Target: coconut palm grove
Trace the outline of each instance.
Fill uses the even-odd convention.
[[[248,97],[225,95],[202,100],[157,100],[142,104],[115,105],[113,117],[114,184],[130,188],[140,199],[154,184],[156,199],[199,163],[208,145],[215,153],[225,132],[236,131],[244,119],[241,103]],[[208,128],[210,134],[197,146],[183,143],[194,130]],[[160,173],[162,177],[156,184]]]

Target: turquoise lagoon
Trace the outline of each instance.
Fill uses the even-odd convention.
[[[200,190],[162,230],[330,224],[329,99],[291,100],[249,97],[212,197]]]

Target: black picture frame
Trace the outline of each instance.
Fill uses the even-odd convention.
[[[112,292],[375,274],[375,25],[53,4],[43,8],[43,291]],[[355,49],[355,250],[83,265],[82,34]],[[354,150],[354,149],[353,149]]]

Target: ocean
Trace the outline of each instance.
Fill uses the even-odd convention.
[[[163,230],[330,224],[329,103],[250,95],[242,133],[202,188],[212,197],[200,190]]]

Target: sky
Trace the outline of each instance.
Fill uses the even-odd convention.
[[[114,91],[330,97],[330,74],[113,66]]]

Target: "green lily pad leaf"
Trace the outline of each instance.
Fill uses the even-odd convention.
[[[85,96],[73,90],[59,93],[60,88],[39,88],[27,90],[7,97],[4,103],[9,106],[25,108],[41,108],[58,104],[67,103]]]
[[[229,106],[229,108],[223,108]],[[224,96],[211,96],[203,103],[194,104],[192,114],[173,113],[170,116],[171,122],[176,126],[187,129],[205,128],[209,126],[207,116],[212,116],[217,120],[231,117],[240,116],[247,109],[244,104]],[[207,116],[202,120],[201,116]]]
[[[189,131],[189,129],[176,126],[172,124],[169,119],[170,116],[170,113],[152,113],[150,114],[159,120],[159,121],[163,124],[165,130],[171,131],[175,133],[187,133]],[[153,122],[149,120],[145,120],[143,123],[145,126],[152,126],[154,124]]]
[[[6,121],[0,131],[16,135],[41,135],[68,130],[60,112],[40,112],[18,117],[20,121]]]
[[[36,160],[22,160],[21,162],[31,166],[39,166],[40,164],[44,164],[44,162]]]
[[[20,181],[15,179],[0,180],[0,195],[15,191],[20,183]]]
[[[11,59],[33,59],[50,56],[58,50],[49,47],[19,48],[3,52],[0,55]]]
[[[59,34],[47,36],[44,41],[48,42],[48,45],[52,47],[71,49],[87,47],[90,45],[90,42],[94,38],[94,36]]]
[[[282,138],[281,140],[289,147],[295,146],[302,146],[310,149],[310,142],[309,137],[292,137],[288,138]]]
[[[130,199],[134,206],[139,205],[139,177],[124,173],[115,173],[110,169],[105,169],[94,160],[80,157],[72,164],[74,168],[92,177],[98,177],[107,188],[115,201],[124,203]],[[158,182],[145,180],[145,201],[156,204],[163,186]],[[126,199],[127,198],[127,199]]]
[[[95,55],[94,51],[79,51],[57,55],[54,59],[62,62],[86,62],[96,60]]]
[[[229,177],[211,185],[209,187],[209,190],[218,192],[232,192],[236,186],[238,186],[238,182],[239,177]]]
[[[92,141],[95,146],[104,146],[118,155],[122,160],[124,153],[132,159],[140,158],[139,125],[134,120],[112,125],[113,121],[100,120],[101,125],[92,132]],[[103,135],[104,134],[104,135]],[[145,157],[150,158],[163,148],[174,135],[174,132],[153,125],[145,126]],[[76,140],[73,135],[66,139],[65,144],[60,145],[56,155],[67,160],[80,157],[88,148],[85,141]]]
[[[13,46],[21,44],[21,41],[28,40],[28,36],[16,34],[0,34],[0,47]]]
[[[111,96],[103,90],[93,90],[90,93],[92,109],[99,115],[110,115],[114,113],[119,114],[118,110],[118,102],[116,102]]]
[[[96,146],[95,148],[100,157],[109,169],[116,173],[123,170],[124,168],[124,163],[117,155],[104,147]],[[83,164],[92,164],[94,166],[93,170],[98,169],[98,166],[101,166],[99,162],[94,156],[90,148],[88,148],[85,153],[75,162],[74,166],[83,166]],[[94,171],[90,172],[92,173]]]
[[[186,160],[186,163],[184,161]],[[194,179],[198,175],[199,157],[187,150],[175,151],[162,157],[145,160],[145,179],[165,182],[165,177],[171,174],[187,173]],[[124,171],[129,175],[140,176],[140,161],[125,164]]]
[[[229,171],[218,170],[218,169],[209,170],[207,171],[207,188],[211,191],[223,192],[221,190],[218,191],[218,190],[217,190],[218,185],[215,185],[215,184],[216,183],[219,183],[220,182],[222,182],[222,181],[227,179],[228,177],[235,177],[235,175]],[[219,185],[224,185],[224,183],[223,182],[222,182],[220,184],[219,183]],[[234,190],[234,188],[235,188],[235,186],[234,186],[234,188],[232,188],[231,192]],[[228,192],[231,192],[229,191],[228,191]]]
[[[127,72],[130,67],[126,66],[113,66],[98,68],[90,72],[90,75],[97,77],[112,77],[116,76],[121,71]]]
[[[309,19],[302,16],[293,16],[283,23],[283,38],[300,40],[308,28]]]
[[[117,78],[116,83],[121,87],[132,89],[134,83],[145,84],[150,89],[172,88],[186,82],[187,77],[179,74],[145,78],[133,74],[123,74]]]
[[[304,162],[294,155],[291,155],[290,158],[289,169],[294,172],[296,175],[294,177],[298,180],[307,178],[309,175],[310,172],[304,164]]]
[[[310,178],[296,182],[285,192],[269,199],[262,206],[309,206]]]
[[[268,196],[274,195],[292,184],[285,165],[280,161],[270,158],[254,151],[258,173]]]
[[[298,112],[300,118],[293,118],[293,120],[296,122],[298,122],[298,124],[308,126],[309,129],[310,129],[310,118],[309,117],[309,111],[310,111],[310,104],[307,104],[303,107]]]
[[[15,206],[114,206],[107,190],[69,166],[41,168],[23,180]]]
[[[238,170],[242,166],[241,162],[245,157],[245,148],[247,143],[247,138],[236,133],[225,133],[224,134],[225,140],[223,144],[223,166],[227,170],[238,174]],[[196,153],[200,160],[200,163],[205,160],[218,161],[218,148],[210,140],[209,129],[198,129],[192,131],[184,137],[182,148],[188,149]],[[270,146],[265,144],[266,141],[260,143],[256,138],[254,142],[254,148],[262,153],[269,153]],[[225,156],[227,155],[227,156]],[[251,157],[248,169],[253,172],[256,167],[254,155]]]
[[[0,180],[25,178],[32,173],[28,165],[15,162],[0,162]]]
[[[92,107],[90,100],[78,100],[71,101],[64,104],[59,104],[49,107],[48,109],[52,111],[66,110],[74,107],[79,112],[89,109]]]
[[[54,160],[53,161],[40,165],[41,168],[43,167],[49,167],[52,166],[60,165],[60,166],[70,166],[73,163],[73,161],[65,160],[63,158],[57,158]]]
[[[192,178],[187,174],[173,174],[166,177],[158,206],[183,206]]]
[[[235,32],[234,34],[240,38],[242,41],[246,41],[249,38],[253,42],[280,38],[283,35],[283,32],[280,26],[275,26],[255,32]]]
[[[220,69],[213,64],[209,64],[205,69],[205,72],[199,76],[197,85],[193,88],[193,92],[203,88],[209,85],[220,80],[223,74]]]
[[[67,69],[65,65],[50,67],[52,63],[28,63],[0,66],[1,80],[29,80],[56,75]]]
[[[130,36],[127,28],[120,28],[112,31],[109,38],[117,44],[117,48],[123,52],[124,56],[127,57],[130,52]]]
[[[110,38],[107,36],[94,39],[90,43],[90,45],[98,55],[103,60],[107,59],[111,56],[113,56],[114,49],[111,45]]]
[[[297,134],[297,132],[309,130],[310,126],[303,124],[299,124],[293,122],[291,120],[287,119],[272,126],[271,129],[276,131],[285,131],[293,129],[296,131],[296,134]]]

++++

Exercise —
Switch "ocean" to "sea" in the lines between the one holding "Target: black picture frame" and the one holding "[[[114,91],[330,97],[330,74],[113,66]]]", inclusive, and give only those lines again with everything else unchanged.

The output —
Target: black picture frame
Trace the outline of each instance.
Fill uses the even-odd convention.
[[[112,292],[375,274],[375,25],[53,4],[43,8],[43,291]],[[355,49],[355,250],[83,265],[82,34]],[[354,150],[354,149],[353,149]]]

Target: sea
Trace the outline of each instance.
Fill uses the even-odd convention.
[[[163,230],[330,224],[329,103],[250,95],[242,133],[202,188],[212,197],[200,190]]]

Target: sky
Trace the outline of each instance.
Fill uses the even-odd convention.
[[[114,91],[330,97],[330,74],[113,66]]]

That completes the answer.